Reproduce exactly the lines below from the one containing "One keypoint belongs to every instance. Tag the person" through the one containing "One keypoint belongs to every instance. Tag the door handle", including both, and nothing else.

(Beginning of Data for the task)

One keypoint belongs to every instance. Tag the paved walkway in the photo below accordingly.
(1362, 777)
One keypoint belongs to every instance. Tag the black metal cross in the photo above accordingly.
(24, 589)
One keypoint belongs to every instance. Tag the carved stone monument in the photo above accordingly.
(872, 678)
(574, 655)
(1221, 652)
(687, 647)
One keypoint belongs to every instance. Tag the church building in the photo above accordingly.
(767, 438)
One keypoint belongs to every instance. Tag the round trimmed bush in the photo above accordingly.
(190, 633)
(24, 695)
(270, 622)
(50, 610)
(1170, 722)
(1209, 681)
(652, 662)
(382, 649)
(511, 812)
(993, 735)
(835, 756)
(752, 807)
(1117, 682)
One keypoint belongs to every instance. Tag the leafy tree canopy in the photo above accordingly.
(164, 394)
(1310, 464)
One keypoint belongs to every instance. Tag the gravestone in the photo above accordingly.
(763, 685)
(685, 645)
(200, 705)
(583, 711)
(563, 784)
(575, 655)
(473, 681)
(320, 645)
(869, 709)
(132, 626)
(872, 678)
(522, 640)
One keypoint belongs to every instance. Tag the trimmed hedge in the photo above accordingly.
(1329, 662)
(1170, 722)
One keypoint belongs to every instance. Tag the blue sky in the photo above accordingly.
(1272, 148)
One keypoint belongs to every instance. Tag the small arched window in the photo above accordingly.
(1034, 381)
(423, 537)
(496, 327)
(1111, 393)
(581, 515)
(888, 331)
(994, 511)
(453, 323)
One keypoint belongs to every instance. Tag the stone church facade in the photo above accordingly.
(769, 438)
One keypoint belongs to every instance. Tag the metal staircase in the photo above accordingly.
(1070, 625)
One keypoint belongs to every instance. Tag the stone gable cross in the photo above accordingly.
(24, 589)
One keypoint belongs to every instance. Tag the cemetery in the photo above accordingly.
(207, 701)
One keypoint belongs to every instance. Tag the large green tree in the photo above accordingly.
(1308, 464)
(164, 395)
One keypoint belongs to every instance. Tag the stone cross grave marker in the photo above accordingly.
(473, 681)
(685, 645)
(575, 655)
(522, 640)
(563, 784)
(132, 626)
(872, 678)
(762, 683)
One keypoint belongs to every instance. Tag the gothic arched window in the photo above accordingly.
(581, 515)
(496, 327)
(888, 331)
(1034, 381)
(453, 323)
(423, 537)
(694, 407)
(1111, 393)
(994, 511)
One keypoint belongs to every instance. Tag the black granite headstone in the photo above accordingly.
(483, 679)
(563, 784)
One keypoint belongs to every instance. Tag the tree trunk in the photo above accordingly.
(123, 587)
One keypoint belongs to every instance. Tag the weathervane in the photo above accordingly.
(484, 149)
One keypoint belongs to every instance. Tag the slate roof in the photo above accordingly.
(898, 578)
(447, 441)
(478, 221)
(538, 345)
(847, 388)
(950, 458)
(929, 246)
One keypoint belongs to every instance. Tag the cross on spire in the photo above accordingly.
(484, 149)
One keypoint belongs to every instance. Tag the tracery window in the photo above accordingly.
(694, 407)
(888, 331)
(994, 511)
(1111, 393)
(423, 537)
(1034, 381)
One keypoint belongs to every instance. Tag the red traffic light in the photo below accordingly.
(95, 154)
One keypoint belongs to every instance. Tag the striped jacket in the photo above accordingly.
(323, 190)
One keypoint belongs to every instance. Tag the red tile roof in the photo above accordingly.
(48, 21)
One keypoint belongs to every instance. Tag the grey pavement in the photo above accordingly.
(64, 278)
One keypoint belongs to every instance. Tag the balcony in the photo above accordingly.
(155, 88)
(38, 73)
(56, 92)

(End of Data for the task)
(Beginning of Data for the task)

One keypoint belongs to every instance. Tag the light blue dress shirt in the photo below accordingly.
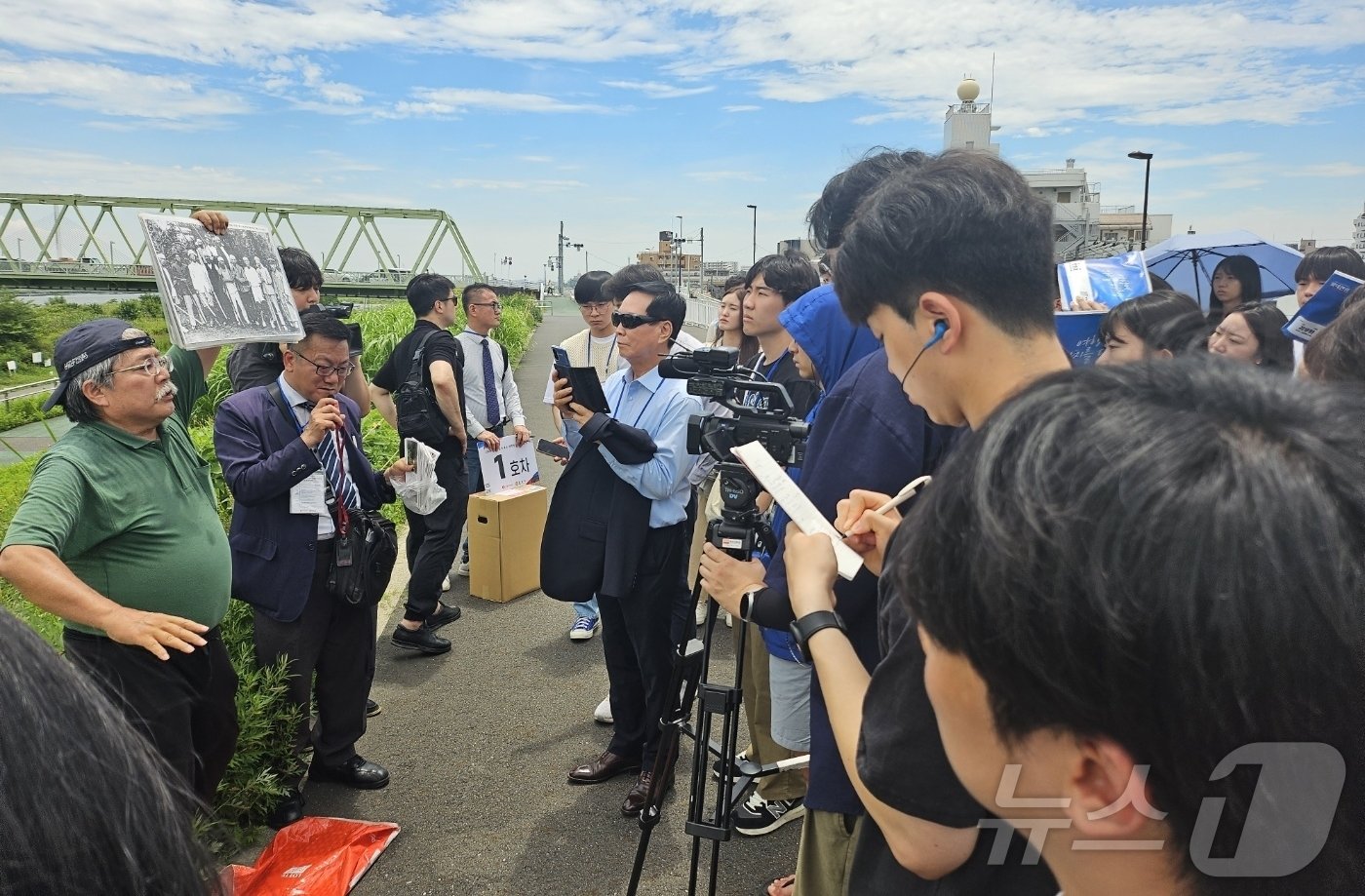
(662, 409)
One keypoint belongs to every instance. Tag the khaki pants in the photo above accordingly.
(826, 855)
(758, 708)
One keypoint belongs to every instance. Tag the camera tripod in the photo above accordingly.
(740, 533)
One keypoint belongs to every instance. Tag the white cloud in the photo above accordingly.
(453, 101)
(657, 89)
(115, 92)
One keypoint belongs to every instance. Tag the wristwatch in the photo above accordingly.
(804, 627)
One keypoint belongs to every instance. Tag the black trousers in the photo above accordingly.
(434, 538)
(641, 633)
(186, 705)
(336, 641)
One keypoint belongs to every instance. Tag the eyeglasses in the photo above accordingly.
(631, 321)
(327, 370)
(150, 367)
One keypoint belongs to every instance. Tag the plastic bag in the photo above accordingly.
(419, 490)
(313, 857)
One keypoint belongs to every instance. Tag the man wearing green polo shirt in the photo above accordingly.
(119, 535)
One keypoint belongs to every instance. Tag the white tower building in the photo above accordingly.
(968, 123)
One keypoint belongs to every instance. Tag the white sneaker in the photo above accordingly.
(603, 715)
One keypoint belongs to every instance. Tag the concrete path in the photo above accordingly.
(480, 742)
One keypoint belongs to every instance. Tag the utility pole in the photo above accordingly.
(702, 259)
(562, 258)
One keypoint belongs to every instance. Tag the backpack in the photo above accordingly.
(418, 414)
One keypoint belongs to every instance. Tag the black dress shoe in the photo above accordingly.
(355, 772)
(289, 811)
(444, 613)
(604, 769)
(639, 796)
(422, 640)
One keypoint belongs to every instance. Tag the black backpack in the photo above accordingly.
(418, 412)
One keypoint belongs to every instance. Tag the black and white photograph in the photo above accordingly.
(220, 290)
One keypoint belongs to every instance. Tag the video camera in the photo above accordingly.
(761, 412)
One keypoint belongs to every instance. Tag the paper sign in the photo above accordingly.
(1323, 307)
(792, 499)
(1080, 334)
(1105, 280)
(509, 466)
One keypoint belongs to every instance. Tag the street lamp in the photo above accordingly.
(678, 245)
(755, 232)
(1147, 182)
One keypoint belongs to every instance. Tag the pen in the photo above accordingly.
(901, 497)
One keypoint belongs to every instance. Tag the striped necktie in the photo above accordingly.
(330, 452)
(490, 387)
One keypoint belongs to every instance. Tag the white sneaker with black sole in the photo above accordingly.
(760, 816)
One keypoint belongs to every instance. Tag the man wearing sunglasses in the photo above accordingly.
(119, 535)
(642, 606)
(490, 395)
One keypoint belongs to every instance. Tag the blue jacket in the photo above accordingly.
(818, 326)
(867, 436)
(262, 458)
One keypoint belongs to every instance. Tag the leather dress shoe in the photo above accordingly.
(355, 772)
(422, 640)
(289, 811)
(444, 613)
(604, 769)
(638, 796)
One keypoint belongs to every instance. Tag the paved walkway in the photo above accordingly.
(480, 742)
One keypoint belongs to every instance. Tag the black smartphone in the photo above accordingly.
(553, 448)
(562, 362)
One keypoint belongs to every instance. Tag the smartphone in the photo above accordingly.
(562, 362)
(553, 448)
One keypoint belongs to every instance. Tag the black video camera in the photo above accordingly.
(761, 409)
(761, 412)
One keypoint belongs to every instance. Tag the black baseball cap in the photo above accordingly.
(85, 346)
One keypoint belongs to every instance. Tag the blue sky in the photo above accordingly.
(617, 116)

(End of Data for the task)
(Beginning of Data for the task)

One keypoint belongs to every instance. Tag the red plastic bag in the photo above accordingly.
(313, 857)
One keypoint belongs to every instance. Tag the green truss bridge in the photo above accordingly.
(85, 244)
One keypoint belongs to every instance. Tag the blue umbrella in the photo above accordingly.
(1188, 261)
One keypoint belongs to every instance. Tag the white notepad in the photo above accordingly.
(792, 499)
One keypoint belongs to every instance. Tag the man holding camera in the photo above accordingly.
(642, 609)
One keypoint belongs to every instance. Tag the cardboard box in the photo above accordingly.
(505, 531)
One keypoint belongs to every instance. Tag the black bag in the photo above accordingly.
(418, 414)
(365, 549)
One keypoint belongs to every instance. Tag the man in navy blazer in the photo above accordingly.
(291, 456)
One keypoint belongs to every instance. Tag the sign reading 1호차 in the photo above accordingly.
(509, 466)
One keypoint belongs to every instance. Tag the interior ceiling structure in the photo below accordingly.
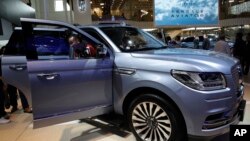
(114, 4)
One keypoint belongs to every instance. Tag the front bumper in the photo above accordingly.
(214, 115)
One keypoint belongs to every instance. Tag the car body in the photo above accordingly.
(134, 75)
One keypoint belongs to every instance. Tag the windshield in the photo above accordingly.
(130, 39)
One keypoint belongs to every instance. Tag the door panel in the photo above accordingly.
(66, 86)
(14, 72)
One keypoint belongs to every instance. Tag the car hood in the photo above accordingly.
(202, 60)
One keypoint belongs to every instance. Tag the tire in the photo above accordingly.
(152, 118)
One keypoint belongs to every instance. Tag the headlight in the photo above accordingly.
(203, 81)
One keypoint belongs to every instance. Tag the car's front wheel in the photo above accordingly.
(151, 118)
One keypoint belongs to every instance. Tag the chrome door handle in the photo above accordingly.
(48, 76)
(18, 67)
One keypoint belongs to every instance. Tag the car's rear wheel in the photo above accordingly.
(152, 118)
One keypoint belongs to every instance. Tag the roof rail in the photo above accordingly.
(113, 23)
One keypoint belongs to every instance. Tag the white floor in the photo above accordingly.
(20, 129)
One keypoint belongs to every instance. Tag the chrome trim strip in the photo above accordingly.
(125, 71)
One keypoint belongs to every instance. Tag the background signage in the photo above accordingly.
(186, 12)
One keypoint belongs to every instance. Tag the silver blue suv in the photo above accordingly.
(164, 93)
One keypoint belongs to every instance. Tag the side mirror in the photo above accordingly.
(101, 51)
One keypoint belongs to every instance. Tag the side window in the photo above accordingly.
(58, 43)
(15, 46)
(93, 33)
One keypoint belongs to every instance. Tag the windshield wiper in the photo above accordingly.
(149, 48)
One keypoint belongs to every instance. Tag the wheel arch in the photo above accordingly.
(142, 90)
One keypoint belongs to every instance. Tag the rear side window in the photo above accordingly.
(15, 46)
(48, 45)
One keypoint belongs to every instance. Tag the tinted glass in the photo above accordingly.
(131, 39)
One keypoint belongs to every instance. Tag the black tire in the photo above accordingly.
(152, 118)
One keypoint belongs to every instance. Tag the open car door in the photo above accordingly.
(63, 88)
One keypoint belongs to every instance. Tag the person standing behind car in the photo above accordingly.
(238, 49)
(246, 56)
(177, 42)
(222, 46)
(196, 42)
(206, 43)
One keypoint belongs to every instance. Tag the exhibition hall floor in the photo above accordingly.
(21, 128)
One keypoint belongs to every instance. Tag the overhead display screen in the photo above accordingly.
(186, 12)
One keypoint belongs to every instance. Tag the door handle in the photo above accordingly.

(End of Data for the task)

▸ **Answer section**:
One keypoint belongs to every instance. Tag the person standing behind car in the photo above accordingly.
(238, 49)
(246, 56)
(177, 42)
(222, 46)
(196, 42)
(206, 43)
One keypoint belongs to every instance. Tag the exhibition hall floor in the photo above accordingly.
(21, 128)
One keypoint belongs to every instance. Tag the overhead display screen in the photo above accordingly.
(186, 12)
One keypoint belongs to every instance. Tag the door handle in the photo above accordingly.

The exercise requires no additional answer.